WHAT YOU HAVE TO DO:
Please extract the lines of the listing between the one containing "Input query: oven door handle" and the one containing "[420,47,464,104]", inclusive, and reproduce them word for word.

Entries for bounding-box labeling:
======

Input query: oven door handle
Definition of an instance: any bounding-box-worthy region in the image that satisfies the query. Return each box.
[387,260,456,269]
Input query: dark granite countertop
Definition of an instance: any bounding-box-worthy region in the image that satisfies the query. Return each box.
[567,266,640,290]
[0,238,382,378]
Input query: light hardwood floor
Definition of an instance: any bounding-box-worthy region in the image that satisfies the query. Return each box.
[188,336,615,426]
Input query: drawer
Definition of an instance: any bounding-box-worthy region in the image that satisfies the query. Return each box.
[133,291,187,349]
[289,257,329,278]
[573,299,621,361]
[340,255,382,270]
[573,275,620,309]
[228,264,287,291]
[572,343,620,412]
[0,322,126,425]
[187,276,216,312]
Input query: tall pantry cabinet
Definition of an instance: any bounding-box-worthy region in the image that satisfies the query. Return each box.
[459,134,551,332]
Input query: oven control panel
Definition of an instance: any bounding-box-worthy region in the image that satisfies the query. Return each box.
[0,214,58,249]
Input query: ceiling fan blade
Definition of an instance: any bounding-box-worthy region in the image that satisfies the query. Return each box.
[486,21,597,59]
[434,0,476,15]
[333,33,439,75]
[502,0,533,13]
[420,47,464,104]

======

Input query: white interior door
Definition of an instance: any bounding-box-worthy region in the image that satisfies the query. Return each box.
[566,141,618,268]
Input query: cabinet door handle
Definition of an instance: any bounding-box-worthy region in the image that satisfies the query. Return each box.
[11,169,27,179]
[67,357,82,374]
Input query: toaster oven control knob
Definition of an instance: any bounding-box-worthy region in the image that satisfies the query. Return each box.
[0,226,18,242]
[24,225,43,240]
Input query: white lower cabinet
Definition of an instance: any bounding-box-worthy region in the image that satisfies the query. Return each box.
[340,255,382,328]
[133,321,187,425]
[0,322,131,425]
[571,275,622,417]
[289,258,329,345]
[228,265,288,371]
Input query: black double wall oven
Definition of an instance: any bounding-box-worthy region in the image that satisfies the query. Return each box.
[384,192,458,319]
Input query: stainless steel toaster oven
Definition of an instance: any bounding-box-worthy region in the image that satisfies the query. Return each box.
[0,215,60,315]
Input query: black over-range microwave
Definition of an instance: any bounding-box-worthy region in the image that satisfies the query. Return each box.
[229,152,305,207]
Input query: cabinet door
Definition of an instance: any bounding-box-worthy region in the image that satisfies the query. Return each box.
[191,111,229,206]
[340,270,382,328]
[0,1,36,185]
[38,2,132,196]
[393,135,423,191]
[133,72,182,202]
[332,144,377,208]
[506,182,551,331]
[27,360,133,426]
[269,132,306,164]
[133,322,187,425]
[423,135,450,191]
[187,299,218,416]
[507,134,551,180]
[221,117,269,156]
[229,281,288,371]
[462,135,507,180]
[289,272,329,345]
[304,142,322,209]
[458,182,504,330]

======

EXERCISE RESULT:
Input query: oven door handle
Definition of an instance: any bounding-box-worthy region in the image that satisfies the query. Return each box.
[387,260,456,269]
Input query: dark granite countertop
Definition of an instance: any bounding-box-worthy region in the image that satisfies the query. Return each box.
[567,266,640,290]
[0,238,382,378]
Input query: light hardwood floor
Definition of an instance: any bounding-box-worthy region in the image that satisfies the query. Return each box.
[188,336,615,426]
Input query: drawer
Definition of an instance: any bounding-box-worthy region in the image that satisfies the query. Return each box.
[133,291,187,349]
[289,257,329,278]
[573,299,621,361]
[340,255,382,270]
[573,275,620,309]
[228,264,287,291]
[572,343,620,412]
[0,322,126,425]
[187,276,216,312]
Input query: tall pantry cabinet
Definition of an instance: any bounding-box-worthy region in the image that satisfies the query. Return each box.
[459,134,551,332]
Input query: oven control panel
Definition of an instance: any bounding-box-worthy region in the image that satisfies the query. Return each box.
[0,214,58,249]
Input query: ceiling fan blade
Definition of an instance: any bounding-box-worthy region in the image that satisfies the query. Return each box.
[486,21,597,59]
[434,0,476,15]
[333,33,439,75]
[502,0,533,13]
[420,47,464,104]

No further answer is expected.